To do
Could you copy word for word the records below, starting at the line that contains "the boy's back" and ending with the last line of the records?

Records in a dataset
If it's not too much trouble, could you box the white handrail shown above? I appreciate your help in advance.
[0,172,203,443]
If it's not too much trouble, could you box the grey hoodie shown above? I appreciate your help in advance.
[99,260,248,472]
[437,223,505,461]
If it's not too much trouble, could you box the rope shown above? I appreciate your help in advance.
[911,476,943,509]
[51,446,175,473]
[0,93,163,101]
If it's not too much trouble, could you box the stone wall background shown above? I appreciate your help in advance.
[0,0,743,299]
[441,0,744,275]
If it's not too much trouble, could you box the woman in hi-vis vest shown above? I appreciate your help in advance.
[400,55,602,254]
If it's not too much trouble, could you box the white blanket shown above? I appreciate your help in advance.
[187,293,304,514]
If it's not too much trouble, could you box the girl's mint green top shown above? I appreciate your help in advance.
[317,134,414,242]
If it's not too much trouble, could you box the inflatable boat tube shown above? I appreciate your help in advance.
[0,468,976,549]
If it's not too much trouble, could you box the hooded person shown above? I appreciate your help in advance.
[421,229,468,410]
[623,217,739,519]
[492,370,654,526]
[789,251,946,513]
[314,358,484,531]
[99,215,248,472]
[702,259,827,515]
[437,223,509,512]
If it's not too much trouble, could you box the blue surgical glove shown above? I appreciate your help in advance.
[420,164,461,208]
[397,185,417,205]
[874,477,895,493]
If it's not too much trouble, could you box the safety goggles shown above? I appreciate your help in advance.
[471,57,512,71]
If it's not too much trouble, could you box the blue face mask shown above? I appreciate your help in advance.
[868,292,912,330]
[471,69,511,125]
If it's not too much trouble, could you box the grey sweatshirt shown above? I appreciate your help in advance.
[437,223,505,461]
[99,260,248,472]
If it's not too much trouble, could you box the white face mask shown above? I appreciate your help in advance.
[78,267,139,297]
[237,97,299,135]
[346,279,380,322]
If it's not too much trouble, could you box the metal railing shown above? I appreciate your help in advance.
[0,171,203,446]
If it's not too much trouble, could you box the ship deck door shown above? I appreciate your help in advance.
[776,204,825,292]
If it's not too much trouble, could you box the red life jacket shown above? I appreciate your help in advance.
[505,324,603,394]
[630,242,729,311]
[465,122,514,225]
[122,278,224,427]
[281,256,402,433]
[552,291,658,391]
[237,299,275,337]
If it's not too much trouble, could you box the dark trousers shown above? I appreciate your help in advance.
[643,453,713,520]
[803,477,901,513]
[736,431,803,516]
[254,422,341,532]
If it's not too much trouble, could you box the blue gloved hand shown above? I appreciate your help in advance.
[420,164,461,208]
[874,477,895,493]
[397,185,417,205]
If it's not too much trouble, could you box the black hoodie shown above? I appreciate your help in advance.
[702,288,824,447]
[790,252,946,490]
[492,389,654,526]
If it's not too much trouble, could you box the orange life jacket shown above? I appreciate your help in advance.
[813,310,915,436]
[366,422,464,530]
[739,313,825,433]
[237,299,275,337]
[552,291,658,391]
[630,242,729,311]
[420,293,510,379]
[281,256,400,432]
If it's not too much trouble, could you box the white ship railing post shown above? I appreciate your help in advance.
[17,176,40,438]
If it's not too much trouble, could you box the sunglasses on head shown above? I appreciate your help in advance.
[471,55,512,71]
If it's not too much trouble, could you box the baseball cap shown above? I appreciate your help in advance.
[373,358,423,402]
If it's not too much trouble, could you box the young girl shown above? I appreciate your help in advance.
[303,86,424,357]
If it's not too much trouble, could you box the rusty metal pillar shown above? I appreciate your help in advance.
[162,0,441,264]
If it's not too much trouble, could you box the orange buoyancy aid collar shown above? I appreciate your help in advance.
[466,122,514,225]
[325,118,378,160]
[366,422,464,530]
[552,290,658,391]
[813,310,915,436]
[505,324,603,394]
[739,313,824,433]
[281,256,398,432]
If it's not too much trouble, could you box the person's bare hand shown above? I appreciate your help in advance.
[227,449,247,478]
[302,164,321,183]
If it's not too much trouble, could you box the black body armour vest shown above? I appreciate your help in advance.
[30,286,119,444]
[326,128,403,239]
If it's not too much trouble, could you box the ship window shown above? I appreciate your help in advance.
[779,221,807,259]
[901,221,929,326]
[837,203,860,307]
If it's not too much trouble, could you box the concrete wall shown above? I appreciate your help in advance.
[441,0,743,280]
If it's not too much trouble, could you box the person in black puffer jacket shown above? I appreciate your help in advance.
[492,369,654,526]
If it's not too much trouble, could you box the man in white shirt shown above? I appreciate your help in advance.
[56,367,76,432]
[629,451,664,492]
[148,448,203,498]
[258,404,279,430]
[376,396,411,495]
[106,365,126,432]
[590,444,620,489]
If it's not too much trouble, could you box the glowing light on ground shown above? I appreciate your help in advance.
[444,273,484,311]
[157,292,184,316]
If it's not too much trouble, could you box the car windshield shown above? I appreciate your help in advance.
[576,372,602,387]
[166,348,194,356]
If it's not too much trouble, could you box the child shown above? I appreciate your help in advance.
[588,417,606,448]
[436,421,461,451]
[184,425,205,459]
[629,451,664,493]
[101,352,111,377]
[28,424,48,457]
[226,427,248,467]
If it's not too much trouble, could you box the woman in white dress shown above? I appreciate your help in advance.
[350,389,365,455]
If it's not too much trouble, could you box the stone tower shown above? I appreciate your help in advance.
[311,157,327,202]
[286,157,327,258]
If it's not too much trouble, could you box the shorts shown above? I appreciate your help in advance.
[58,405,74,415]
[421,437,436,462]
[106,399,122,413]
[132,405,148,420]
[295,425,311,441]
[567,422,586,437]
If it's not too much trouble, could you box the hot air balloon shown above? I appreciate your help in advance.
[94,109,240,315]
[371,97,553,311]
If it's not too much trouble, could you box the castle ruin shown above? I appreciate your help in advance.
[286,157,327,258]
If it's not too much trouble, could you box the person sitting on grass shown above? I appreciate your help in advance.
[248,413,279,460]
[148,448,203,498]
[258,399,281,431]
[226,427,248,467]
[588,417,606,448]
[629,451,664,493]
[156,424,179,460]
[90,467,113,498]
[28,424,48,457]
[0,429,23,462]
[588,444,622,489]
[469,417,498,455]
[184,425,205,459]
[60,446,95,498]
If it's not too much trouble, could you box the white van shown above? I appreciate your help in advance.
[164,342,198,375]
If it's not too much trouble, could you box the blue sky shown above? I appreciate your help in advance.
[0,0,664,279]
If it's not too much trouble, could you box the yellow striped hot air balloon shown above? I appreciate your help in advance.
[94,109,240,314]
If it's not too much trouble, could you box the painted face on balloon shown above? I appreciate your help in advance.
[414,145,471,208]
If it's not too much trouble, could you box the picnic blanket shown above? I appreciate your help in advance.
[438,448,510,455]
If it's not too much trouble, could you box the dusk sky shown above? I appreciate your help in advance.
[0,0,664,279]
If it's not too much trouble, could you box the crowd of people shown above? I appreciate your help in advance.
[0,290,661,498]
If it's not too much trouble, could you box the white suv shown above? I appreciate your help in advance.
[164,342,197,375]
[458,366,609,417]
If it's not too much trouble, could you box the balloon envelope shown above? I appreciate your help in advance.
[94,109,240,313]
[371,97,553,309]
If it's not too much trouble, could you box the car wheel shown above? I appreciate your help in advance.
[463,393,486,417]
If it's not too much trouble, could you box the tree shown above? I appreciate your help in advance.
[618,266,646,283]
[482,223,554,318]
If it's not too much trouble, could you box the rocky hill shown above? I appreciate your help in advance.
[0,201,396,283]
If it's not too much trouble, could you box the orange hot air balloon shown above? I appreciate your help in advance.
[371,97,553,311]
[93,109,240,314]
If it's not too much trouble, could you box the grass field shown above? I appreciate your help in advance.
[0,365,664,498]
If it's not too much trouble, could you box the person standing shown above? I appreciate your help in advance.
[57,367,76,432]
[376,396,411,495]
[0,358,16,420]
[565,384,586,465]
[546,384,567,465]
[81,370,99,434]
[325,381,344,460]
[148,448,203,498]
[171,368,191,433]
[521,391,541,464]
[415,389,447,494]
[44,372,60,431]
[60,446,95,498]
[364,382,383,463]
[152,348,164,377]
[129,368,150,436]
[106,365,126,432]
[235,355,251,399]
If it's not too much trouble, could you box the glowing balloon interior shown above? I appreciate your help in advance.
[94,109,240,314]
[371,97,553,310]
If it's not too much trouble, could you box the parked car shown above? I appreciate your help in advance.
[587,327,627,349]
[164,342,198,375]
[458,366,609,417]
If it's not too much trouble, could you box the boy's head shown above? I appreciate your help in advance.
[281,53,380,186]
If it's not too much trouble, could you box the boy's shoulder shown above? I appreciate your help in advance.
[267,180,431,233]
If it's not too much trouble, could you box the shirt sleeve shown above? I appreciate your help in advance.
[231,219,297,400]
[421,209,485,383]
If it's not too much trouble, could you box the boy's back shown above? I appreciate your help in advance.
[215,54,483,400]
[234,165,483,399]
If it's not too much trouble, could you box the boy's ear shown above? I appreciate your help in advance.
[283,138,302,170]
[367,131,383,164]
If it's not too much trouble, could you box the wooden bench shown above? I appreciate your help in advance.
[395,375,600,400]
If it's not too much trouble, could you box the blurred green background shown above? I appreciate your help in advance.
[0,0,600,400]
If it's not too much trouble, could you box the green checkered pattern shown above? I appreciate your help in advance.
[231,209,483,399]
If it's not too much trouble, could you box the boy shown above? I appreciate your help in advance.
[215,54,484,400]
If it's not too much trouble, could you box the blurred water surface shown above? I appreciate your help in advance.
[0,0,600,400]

Answer in full
If it's not too much trouble, could you box the boy's back shown above? I appreciate your help in advance.
[215,54,483,400]
[234,165,483,399]
If it's not too much trouble, could you box the boy's ear shown above? I appreciate your help in advance.
[283,138,302,170]
[367,131,383,164]
If it's not too much trouble, could you box the wooden bench shown above? I appreciate your help in advance.
[395,375,600,400]
If it's not too much trouble, could you box the blurred green background shown above? I appreciate your help in advance.
[0,0,600,400]
If it's not too much trouble, could you box the green checkered pattern shown above? I appreciate your help in advance.
[231,209,483,399]
If it's not too much trouble, could you box the boy shown above? I appreciate your help in advance.
[215,54,484,400]
If it's not too much trouble, could you box the blurred water surface shown above? I appreciate your help in advance.
[0,0,600,400]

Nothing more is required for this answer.